_本文_
· · · · ·
島田:特に重要視したのが、『肌カ.ル.テ』を使うと①お客様自身が自分の肌を知る、②肌悩みに合わせたお手入れ方法が分かる、③それが日々実践できる、という「できる」までを網羅することです。メッセージはAIによる自動送信ですが、あたかもBAが送ってきたような“人肌感”のある表現を意識しました。

たとえばニキビに悩むお客様は若い世代が多く、見た目に表れる悩みなので気分が落ち込みやすい傾向がありますので、励ましながら導くコミュニケーションを中心に。エイジングケアの場合は「どうせ何をやっても変わらない」とお手入れを諦めやすいため、「継続できることが素晴らしいですよ」と寄り添うことを大切にしています。

瀧明:『肌カ.ル.テ』ユーザーだけが購入できる肌悩みに応じた商品セットもご用意しました。これにより、①セットを購入する方、②もともとオルビス商品を使用している方、③他社製品を使用している方、3パターンのお客様を想定し、①②の方にはアイテムの使用回数や量までに言及する具体的なアドバイスを、③の方にはどんな製品でも共通して活用できる基本的なアドバイスをするなど、情報の粒度もすみ分けをしています。

また今回、ORBISアプリの中には有人チャット機能を搭載しました。これはお客様の心配や不安に対し「聞きたいタイミングですぐ解決できる」姿を実現するためで、美容伴走型コミュニケーションの価値を最大化し、定着率を上げるのが狙いです。こうしたきめ細かいコミュニケーションがアプリ1つでできるようになる点が特徴であり、他社優位性に繋がると考えています。
· · · · ·
_学習資料_
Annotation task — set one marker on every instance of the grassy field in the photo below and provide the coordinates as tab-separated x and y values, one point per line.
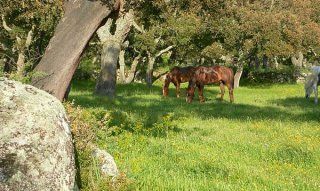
269	139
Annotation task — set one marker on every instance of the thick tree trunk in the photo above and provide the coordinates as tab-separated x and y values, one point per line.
237	77
297	61
133	69
122	76
20	63
150	71
151	61
108	74
112	43
80	21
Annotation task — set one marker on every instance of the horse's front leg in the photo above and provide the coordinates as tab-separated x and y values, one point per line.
315	87
200	92
222	90
178	89
230	88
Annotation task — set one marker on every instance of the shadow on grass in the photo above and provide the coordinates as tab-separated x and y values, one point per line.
148	103
297	102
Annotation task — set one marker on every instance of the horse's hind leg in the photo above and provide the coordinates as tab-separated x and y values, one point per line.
178	89
222	90
200	92
230	88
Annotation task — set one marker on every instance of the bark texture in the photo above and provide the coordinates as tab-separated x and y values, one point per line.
151	61
297	60
80	21
133	69
106	84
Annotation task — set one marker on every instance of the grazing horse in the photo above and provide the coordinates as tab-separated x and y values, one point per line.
312	82
177	76
210	75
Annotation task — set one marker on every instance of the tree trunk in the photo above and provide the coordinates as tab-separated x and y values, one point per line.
133	69
112	43
150	71
237	77
106	84
122	67
20	63
297	61
80	21
276	64
151	61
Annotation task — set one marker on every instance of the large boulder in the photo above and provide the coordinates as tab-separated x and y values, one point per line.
36	149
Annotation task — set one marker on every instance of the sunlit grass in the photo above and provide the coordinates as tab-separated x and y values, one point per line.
269	139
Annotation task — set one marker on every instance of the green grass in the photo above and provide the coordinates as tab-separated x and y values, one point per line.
269	139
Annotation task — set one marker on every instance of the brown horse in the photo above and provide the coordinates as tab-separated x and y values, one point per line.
210	75
177	76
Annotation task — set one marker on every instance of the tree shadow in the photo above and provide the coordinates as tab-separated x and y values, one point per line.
297	102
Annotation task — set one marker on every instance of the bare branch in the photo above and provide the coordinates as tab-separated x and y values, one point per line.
164	51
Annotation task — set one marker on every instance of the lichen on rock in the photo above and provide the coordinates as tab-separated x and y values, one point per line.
36	149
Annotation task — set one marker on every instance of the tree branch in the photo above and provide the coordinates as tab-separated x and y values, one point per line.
4	24
104	31
164	51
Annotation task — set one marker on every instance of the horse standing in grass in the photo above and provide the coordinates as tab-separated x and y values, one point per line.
177	76
312	83
210	75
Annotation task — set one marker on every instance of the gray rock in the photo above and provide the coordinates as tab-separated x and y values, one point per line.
36	149
106	162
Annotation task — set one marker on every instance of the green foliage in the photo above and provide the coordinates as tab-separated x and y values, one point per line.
21	17
283	75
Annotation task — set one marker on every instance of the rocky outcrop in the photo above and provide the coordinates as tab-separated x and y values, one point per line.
36	149
106	162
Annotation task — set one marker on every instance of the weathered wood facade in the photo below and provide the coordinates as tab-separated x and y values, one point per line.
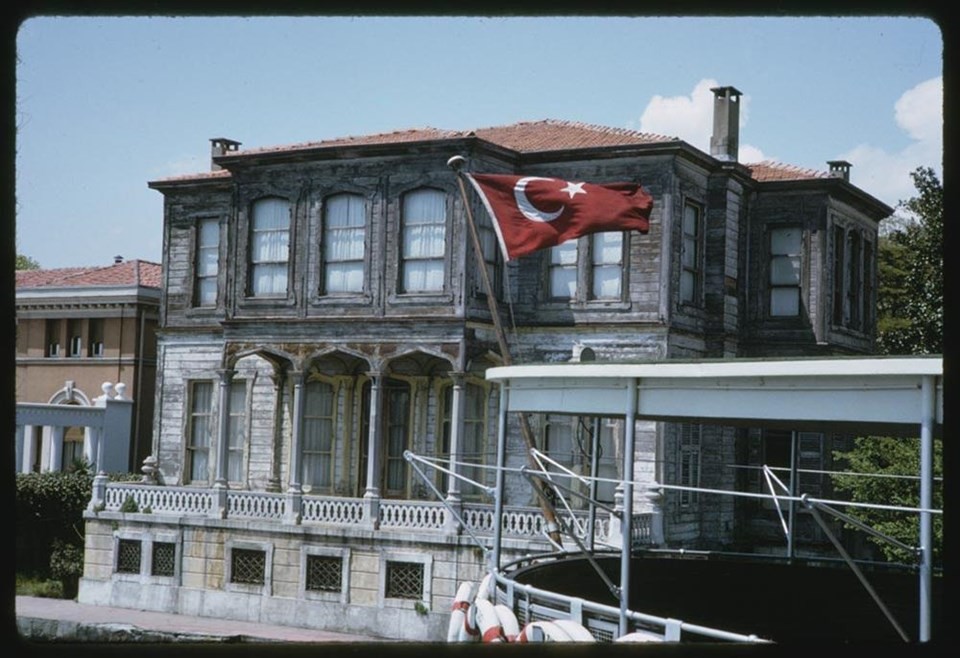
323	312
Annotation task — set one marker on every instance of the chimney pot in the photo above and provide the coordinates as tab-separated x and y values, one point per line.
· · · · ·
次の(a)〜(c)の各記述が本文の内容と一致するかを「はい」または「いいえ」で答え、判断の根拠となる本文の語句を正確に引用してください。
(a) 『肌カ.ル.テ』のメッセージは、BAが手作業で送信している。
(b) 他社製品を使用している方には、どんな製品でも共通して活用できる基本的なアドバイスをしている。
(c) ORBISアプリには有人チャット機能が搭載された。

(a) いいえ。「メッセージはAIによる自動送信ですが」
(b) はい。「③の方にはどんな製品でも共通して活用できる基本的なアドバイスをする」
(c) はい。「ORBISアプリの中には有人チャット機能を搭載しました」